Raw records:
===============

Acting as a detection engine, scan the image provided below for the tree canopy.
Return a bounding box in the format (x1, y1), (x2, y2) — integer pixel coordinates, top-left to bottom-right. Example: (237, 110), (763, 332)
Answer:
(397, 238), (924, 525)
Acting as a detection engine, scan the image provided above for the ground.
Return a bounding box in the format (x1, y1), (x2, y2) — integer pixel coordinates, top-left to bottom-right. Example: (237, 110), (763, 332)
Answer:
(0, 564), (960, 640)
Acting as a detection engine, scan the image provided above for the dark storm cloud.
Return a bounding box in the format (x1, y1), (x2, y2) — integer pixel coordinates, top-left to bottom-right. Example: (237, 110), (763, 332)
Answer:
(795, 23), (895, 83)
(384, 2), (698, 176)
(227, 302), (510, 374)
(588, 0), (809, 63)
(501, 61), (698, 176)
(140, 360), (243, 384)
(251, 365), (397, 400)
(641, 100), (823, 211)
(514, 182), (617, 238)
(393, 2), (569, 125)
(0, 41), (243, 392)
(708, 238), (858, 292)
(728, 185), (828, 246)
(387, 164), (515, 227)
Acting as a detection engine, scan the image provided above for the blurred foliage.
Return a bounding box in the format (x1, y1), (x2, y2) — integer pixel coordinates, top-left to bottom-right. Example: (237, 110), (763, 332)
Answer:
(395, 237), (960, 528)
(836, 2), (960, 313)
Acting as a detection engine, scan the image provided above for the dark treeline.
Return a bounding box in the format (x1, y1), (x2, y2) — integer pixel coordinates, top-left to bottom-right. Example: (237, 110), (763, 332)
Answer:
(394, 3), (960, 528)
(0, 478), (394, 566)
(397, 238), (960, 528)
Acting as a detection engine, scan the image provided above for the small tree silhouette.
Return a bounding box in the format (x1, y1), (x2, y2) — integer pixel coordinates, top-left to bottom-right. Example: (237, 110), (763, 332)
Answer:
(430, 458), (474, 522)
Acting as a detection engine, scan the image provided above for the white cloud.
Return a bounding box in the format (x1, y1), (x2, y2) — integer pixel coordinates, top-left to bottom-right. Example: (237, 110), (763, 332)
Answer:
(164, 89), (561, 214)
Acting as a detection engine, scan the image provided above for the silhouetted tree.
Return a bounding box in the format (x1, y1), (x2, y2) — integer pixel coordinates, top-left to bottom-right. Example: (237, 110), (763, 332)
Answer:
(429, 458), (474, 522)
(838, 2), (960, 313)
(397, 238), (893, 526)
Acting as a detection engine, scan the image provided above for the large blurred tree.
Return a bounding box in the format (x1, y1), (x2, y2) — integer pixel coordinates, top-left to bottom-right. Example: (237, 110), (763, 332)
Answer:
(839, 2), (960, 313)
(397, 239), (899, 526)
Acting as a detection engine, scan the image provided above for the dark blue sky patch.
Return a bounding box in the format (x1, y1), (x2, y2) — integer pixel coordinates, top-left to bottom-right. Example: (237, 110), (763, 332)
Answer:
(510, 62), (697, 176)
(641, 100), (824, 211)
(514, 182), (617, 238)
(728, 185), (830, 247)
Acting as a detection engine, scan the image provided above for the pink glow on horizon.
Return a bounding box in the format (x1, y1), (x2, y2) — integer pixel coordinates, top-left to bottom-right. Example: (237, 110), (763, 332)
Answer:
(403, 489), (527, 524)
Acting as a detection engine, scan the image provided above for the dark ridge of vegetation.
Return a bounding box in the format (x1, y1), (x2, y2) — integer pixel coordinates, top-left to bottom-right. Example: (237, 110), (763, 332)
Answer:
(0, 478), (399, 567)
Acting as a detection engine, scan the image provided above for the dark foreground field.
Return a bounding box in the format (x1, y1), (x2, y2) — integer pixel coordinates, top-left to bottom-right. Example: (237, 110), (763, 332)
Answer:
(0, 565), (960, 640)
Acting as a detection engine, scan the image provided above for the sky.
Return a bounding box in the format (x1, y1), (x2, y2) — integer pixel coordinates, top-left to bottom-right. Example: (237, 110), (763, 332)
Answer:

===============

Task prompt: Please write out the rows again, beginning at the line that has "the blurred foliage." and stopping after the line that has "(836, 2), (960, 313)". Keep the requests as they are, but shift every bounding box coordinate in the answers by -135.

Problem solution:
Acting as a detection engine, scan the image provided above for the blurred foliage.
Return a bounding box in the format (x1, y1), (x2, y2) — integer pixel coordinates, top-left to bottom-right. Example: (237, 110), (763, 332)
Answer:
(260, 102), (825, 393)
(701, -133), (825, 178)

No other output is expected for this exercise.